TEXTE PROPOSÉ.
L'Encyclopédie sur la mort


Mort (La) d'amour et l'amour de la mort

Philippe Walter

«L'extrême fascination exercée par la légende tristanienne sur toute la civilisation occidentale tient à des raisons à la fois sociologiques, psychologiques et littéraires. L'amour impossible de l'orphelin Tristan pour une reine d'Irlande qui deviendra l'épouse de son oncle est devenu le "best-seller" de toutes les histoires d'amour. Cette légende contient, à vrai dire, les ingrédients indispensables des histoires à succès. L'élan d'une passion irrépressible, des aventures héroïques et des exploits surhumains (des combats contre des monstres), le merveilleux ramené à des normes humaines (une boisson d'amour aux effets magiques), des personnages qui vont jusqu'au bout de leur destin (la mort d'amour et l'amour au-delà de la mort) et surtout l'art ingénieux et subtilement subversif des auteurs qui ont "conté de Tristan", tout cela s'est uni dans le creuset mystérieux d'une tradition qui n'a certainement pas fini d'évoluer. Car le mythe tristanien n'est pas mort. Il continue de vivre, métamorphosé en des formes narratives diverses. L'exaltation des amours tragiques répondrait-elle à un secret besoin de malheur existant chez tout être humain ou à d'inavouables fantasmes suicidaires?» («Philippe Walter, «Préface», Tristan et Iseut. Les poèmes français. La saga norroise, Textes originaux et intégraux présentés, traduits et commentés par Daniel Lacroix et Philippe Walter, Paris, Le livre de poche, «Lettres gothiques», 1998, p. 7).
Textes et manuscrits
Le roman de Tristan par Béroul est certainement le plus ancien de tous es fragments tristaniens. On situe sa composition entre 1150 et 1190. il raconte les épisodes qui vont de la rencontre clandestine de Tristan et d'Yseut, épiée par le roi Marc jusqu'à la mort infligée aux trois barons calomniateurs par Tristan après le serment ambigu d'Yseut devant la justice.

DONNÉES FOURNIES.

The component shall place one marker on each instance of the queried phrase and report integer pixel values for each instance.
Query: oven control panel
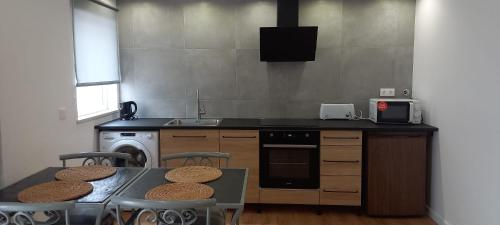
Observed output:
(310, 137)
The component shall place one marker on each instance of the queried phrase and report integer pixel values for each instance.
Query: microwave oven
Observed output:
(395, 111)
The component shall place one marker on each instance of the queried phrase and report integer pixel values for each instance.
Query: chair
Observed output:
(24, 213)
(198, 158)
(169, 212)
(97, 158)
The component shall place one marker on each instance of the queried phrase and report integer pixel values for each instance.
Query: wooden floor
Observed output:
(304, 215)
(307, 215)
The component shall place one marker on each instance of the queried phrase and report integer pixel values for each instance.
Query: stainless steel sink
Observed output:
(193, 123)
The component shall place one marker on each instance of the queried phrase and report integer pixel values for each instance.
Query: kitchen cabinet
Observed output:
(396, 174)
(187, 140)
(243, 145)
(289, 196)
(340, 168)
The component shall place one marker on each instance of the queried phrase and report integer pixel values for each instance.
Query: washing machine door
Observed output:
(140, 155)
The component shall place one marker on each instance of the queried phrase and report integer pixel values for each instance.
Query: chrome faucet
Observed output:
(199, 109)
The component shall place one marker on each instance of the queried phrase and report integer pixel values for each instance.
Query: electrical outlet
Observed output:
(387, 92)
(62, 113)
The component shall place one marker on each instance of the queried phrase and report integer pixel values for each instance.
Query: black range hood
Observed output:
(288, 42)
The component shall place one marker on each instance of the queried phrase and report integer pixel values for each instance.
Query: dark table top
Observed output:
(237, 123)
(229, 188)
(103, 189)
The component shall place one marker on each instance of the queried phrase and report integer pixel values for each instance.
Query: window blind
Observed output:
(96, 43)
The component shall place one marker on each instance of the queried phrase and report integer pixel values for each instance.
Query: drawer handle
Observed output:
(342, 138)
(189, 136)
(239, 137)
(336, 191)
(342, 161)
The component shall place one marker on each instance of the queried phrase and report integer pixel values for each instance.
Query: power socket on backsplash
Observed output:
(387, 92)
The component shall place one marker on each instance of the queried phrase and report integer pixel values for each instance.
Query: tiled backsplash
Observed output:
(171, 47)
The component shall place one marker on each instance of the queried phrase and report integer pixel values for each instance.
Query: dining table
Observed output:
(97, 200)
(135, 182)
(229, 189)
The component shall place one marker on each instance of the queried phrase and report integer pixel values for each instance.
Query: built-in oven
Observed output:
(289, 159)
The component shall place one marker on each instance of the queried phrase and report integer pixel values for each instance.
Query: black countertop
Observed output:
(230, 123)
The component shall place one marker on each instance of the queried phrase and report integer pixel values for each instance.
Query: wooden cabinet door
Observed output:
(396, 174)
(186, 140)
(243, 145)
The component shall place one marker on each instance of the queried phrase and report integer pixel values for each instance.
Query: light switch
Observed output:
(387, 92)
(62, 113)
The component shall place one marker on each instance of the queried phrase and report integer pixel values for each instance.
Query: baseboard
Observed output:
(438, 218)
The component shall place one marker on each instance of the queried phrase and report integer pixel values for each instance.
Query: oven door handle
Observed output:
(289, 146)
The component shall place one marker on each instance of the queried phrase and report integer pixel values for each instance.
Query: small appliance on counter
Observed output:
(395, 111)
(337, 111)
(126, 112)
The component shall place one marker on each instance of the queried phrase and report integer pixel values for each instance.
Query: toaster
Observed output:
(336, 111)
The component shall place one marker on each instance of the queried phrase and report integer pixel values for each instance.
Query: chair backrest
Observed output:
(198, 158)
(97, 158)
(22, 213)
(163, 212)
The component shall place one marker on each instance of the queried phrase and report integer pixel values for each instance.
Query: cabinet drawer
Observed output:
(243, 145)
(341, 168)
(341, 137)
(340, 190)
(177, 141)
(239, 136)
(340, 154)
(289, 196)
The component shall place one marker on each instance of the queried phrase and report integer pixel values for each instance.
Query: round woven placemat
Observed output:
(55, 191)
(180, 191)
(85, 173)
(193, 174)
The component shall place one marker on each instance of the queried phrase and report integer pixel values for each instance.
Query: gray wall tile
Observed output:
(213, 73)
(368, 23)
(210, 24)
(125, 22)
(161, 108)
(160, 72)
(251, 15)
(327, 15)
(171, 47)
(365, 70)
(319, 79)
(158, 23)
(261, 109)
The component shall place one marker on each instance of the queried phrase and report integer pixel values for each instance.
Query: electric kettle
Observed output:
(126, 112)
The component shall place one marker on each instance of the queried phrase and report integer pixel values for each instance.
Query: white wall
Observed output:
(36, 79)
(457, 75)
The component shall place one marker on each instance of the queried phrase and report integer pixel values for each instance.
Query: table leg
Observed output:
(235, 220)
(99, 216)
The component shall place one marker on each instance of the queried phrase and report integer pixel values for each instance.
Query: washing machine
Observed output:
(142, 145)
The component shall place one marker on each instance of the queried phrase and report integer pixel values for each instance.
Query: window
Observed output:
(96, 100)
(96, 57)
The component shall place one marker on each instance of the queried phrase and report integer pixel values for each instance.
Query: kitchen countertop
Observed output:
(231, 123)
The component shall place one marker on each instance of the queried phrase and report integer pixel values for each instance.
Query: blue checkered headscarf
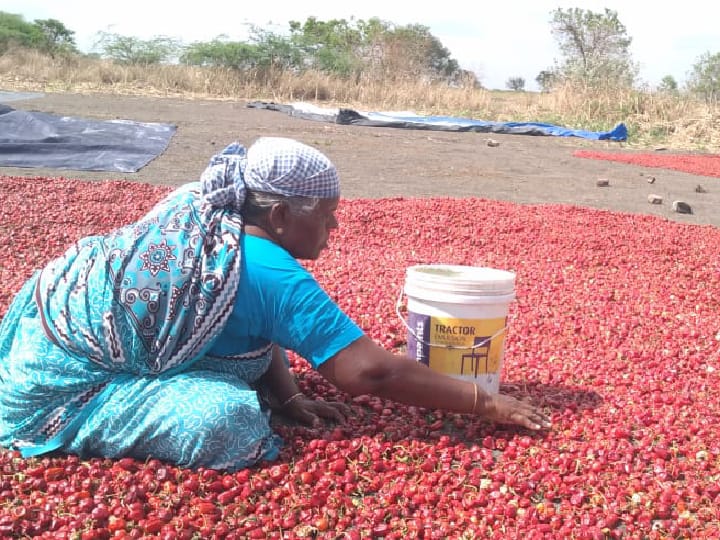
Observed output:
(271, 165)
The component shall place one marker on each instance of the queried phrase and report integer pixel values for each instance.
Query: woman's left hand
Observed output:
(312, 412)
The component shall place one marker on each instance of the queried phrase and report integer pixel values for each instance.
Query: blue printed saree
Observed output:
(103, 351)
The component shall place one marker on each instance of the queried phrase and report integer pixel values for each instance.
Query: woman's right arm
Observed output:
(364, 367)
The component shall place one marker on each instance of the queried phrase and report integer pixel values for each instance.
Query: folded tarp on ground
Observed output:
(41, 140)
(410, 120)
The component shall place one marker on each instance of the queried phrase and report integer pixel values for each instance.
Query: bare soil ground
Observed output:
(391, 162)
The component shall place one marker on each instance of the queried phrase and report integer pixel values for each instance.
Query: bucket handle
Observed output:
(398, 304)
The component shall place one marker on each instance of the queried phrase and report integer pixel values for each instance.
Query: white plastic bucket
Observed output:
(457, 317)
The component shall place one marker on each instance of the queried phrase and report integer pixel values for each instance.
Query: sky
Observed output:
(496, 40)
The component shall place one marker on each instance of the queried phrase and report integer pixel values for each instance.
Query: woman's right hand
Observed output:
(505, 409)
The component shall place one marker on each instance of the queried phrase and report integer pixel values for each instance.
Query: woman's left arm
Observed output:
(292, 401)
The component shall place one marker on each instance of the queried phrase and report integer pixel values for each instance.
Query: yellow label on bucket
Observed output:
(474, 351)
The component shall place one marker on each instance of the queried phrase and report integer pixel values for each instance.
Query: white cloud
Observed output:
(497, 39)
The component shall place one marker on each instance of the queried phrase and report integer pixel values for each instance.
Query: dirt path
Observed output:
(390, 162)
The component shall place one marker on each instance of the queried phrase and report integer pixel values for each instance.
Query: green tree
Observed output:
(704, 80)
(668, 85)
(55, 37)
(546, 79)
(595, 47)
(516, 84)
(330, 46)
(221, 53)
(15, 31)
(131, 50)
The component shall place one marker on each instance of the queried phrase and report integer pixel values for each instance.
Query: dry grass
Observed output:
(675, 121)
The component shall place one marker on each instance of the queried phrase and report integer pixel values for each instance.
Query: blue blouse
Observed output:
(279, 301)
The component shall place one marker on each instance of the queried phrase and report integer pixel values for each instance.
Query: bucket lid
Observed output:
(464, 280)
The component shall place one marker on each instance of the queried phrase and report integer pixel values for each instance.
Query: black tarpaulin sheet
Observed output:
(42, 140)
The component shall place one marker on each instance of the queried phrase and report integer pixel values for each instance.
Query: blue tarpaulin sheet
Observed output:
(42, 140)
(409, 120)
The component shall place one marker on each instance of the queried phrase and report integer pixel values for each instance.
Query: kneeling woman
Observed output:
(150, 341)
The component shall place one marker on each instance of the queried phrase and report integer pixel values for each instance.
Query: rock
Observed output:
(681, 207)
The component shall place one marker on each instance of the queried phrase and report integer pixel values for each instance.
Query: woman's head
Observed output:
(284, 187)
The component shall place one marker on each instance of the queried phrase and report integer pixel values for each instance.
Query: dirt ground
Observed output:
(391, 162)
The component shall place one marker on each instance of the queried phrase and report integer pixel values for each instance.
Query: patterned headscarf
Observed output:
(271, 165)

CONSIGNE. Reproduisez le texte proposé en entier, sans y apporter la moindre modification. Appuyez-vous uniquement sur le texte proposé.

CORRIGÉ.
L'Encyclopédie sur la mort


Mort (La) d'amour et l'amour de la mort

Philippe Walter

«L'extrême fascination exercée par la légende tristanienne sur toute la civilisation occidentale tient à des raisons à la fois sociologiques, psychologiques et littéraires. L'amour impossible de l'orphelin Tristan pour une reine d'Irlande qui deviendra l'épouse de son oncle est devenu le "best-seller" de toutes les histoires d'amour. Cette légende contient, à vrai dire, les ingrédients indispensables des histoires à succès. L'élan d'une passion irrépressible, des aventures héroïques et des exploits surhumains (des combats contre des monstres), le merveilleux ramené à des normes humaines (une boisson d'amour aux effets magiques), des personnages qui vont jusqu'au bout de leur destin (la mort d'amour et l'amour au-delà de la mort) et surtout l'art ingénieux et subtilement subversif des auteurs qui ont "conté de Tristan", tout cela s'est uni dans le creuset mystérieux d'une tradition qui n'a certainement pas fini d'évoluer. Car le mythe tristanien n'est pas mort. Il continue de vivre, métamorphosé en des formes narratives diverses. L'exaltation des amours tragiques répondrait-elle à un secret besoin de malheur existant chez tout être humain ou à d'inavouables fantasmes suicidaires?» («Philippe Walter, «Préface», Tristan et Iseut. Les poèmes français. La saga norroise, Textes originaux et intégraux présentés, traduits et commentés par Daniel Lacroix et Philippe Walter, Paris, Le livre de poche, «Lettres gothiques», 1998, p. 7).
Textes et manuscrits
Le roman de Tristan par Béroul est certainement le plus ancien de tous es fragments tristaniens. On situe sa composition entre 1150 et 1190. il raconte les épisodes qui vont de la rencontre clandestine de Tristan et d'Yseut, épiée par le roi Marc jusqu'à la mort infligée aux trois barons calomniateurs par Tristan après le serment ambigu d'Yseut devant la justice.